▶ [Provided records]
----------

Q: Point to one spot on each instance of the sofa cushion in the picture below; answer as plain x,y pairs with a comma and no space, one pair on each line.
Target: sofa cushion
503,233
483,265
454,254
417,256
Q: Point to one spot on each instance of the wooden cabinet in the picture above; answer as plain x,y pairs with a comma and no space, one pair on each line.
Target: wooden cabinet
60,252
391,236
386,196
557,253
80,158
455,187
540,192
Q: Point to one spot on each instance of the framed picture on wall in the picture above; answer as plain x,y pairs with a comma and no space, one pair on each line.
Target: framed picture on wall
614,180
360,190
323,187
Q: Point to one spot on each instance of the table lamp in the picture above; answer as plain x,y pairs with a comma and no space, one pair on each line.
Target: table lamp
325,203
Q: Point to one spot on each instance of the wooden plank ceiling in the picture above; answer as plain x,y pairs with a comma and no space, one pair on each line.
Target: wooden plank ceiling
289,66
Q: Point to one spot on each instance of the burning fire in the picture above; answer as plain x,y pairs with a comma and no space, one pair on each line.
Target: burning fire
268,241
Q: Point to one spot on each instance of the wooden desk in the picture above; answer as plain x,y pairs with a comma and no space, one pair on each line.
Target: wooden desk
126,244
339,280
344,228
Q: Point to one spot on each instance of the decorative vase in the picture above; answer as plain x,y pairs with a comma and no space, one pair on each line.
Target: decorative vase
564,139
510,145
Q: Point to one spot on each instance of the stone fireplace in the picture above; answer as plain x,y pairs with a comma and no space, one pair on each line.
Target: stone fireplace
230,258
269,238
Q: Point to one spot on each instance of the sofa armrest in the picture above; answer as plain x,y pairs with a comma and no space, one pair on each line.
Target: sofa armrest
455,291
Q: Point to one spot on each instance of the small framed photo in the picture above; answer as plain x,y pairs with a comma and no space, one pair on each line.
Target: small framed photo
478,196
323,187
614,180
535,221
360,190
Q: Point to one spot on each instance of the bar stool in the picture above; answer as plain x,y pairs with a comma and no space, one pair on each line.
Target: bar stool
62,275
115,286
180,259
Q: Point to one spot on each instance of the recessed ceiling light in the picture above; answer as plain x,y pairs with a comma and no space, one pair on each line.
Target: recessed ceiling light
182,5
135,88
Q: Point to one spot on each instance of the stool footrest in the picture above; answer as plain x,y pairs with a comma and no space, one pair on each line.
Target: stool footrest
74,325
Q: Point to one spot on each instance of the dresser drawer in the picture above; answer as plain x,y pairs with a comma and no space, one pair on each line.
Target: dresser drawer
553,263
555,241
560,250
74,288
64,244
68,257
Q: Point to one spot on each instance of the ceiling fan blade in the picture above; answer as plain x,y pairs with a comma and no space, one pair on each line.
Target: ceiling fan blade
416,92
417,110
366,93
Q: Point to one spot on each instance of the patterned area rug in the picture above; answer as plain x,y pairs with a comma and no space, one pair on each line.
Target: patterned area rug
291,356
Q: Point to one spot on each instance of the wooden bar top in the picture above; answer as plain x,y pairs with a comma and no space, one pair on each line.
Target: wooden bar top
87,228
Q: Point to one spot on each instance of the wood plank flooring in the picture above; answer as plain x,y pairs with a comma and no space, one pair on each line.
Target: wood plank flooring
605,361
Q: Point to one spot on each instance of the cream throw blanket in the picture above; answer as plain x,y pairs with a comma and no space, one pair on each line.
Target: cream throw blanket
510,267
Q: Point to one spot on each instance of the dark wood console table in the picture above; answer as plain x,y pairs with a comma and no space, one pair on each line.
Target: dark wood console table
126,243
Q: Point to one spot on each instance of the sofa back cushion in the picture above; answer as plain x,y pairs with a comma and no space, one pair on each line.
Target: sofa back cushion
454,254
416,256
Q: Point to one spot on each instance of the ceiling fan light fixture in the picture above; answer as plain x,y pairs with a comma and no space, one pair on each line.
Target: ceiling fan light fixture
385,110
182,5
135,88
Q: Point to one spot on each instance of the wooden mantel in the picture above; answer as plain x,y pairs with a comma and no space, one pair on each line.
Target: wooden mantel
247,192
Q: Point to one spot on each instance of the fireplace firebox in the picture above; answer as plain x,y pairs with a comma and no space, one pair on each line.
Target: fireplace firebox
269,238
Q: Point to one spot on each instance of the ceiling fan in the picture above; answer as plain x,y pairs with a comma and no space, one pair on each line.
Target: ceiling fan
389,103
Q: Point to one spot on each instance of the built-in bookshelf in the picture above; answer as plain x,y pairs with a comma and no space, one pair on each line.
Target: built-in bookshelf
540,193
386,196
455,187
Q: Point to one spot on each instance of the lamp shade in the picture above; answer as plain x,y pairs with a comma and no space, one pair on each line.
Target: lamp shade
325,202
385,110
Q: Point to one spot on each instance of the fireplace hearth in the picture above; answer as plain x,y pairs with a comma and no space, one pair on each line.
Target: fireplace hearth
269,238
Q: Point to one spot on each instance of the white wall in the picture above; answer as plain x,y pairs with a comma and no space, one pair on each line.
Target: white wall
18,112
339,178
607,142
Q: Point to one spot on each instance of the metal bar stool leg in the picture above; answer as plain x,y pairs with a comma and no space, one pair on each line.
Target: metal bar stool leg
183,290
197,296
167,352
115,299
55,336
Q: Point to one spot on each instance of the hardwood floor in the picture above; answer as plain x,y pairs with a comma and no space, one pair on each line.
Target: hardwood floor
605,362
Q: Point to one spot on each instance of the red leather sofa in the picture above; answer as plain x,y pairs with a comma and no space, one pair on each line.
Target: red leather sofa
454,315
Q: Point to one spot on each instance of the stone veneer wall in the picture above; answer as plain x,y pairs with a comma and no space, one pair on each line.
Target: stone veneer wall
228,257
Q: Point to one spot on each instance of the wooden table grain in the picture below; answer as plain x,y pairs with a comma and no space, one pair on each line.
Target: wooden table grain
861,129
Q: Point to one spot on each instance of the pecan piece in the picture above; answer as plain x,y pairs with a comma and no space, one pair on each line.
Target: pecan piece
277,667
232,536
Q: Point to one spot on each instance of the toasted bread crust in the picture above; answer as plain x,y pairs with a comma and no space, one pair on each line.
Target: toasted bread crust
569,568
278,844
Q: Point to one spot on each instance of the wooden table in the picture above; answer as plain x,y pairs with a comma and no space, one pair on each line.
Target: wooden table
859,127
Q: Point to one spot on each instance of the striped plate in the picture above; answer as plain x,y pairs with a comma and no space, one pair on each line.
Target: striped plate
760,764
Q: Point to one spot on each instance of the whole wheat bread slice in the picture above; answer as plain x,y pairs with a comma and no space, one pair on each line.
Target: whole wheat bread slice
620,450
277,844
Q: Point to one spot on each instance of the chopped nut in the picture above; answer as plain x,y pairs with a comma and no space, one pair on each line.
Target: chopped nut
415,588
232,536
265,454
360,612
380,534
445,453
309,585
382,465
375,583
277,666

----------

▶ [To be done] Quote, without any change, each line from the one that contains "Q: Point to one spot on each instance of the whole" through the end of the material.

▶ [Response]
Q: Point to one spot on each instance of the whole wheat bread slice in the picture above; answer as plain x,y pairs with a comma and no space, one pair on each line.
Target: whole wheat bread slice
620,450
277,844
Q: Point to one spot on each instance of the chopped nut in the picture above; answer as plain x,y pairs with a comma and no space, one pair on each line.
Target: chopped nut
415,588
232,536
265,454
360,612
380,534
445,453
309,585
382,465
375,583
277,666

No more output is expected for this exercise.